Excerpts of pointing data
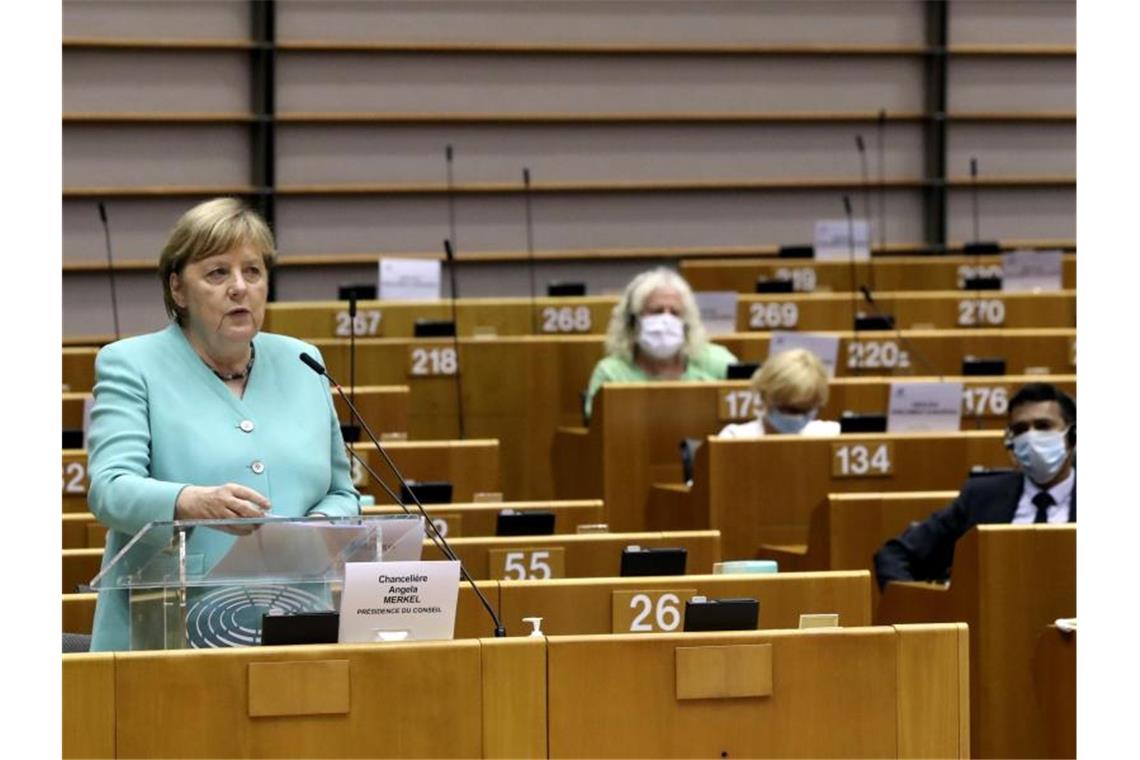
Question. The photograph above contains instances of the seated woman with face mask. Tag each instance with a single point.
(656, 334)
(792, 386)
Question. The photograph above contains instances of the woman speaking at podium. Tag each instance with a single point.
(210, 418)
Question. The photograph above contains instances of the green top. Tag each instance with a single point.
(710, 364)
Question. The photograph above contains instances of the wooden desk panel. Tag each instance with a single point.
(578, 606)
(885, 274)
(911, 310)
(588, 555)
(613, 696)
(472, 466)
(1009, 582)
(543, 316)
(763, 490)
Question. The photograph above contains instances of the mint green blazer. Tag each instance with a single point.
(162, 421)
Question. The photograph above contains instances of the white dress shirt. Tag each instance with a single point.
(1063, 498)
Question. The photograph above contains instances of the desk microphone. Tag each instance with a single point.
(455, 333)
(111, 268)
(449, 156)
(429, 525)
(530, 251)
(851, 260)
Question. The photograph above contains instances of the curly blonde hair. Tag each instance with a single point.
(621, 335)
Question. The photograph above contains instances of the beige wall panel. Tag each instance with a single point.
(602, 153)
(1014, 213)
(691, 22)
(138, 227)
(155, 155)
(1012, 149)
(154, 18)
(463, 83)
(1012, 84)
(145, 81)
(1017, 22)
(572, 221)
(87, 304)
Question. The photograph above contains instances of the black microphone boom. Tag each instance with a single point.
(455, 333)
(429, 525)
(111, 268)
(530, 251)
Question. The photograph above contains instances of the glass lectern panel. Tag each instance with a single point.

---

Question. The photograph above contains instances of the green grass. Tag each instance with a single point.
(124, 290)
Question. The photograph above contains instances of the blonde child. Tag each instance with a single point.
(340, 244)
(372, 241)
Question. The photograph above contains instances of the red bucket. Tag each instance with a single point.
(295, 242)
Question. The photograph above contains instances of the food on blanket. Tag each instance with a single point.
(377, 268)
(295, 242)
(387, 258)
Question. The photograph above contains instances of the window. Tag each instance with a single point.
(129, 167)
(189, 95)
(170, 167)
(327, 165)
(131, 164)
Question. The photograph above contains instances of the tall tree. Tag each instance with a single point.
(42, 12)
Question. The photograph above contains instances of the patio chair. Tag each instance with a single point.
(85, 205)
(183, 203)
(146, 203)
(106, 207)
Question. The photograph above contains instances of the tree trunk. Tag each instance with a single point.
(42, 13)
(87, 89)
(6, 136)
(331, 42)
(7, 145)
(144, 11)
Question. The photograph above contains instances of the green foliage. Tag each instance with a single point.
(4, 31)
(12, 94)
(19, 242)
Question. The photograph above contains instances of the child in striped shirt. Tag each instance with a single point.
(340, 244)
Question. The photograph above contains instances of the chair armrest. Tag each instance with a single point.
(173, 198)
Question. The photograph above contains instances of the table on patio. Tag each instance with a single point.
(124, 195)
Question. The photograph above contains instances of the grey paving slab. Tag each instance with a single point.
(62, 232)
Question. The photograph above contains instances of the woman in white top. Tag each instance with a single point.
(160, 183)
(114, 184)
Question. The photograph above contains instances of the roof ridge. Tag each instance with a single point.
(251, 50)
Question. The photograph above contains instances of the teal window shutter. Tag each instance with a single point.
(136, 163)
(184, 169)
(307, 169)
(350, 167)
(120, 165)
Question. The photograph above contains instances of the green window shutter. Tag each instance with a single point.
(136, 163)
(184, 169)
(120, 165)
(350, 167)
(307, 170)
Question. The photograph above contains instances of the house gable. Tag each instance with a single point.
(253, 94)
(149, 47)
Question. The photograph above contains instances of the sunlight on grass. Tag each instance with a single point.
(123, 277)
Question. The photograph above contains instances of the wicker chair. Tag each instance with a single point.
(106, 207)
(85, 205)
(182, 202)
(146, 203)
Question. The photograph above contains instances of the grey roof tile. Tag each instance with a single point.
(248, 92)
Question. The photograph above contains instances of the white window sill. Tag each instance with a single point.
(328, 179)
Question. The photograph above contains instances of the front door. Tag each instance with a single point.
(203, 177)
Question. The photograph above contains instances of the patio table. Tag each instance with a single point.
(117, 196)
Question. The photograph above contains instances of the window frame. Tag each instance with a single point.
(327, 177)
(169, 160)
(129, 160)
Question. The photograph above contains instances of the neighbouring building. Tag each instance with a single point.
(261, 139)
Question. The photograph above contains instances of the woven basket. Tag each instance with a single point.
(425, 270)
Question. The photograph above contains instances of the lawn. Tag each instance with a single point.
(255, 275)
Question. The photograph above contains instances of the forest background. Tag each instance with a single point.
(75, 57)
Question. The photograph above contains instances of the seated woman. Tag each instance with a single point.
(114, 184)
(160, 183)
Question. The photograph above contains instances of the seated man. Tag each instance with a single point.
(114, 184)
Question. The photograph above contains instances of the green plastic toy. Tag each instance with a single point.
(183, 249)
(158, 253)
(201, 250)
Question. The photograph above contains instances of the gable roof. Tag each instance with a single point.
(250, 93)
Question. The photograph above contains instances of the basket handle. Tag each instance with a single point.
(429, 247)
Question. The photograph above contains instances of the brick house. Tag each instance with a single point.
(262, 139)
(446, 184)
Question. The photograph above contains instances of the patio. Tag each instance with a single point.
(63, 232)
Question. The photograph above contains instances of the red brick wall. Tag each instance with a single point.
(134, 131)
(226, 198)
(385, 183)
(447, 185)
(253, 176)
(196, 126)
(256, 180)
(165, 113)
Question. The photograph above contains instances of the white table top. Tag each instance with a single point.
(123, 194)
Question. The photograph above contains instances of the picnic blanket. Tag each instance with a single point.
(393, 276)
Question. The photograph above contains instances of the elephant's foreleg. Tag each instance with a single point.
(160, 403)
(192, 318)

> _Requirement_: Render the lines as a Markdown table with the columns Row and Text, starting with the line that contains "podium. Tag each instance with a single point." and going on through the line that contains "Question. The photograph above contains instances of the glass". Number each row and leave out any blank lines.

> _Response to the task_:
| Row | Text |
|---|---|
| 1 | Question. The photograph above contains instances of the woman speaking at podium. Tag each instance with a single point. |
| 2 | (210, 418) |
| 3 | Question. The photograph above contains instances of the green top. Tag each instance with a single point. |
| 4 | (710, 364) |
| 5 | Question. The photograph above contains instances of the wooden desk panel. Tag each instance with a single point. |
| 6 | (578, 606) |
| 7 | (885, 274) |
| 8 | (911, 310) |
| 9 | (588, 555) |
| 10 | (613, 696) |
| 11 | (472, 466) |
| 12 | (1009, 582) |
| 13 | (543, 316) |
| 14 | (763, 490) |
| 15 | Question. The photograph above contains instances of the mint green blazer. Tag each instance with a single point. |
| 16 | (162, 421) |
| 17 | Question. The photograph above contains instances of the white dress shirt. Tag each instance with a single point. |
| 18 | (1063, 498) |
| 19 | Question. The photograph above contains instances of the desk microphone. Tag each instance with a single point. |
| 20 | (455, 333) |
| 21 | (111, 268) |
| 22 | (449, 156) |
| 23 | (429, 525) |
| 24 | (530, 251) |
| 25 | (851, 260) |
| 26 | Question. The photograph above contains instances of the curly blonde hair. Tag each instance with a single point. |
| 27 | (621, 335) |
| 28 | Question. The photograph above contains instances of the beige wall panel. Tag each instance with a single point. |
| 29 | (602, 153) |
| 30 | (1014, 213) |
| 31 | (691, 22) |
| 32 | (138, 227) |
| 33 | (155, 155) |
| 34 | (1012, 149) |
| 35 | (154, 18) |
| 36 | (463, 83) |
| 37 | (1012, 84) |
| 38 | (145, 81) |
| 39 | (1017, 22) |
| 40 | (572, 221) |
| 41 | (87, 304) |
| 42 | Question. The photograph above contains instances of the black microphone boom. Tag each instance with a single point. |
| 43 | (455, 333) |
| 44 | (429, 525) |
| 45 | (111, 268) |
| 46 | (530, 251) |
| 47 | Question. The photograph above contains instances of the glass lectern panel. Tag each instance with a single point. |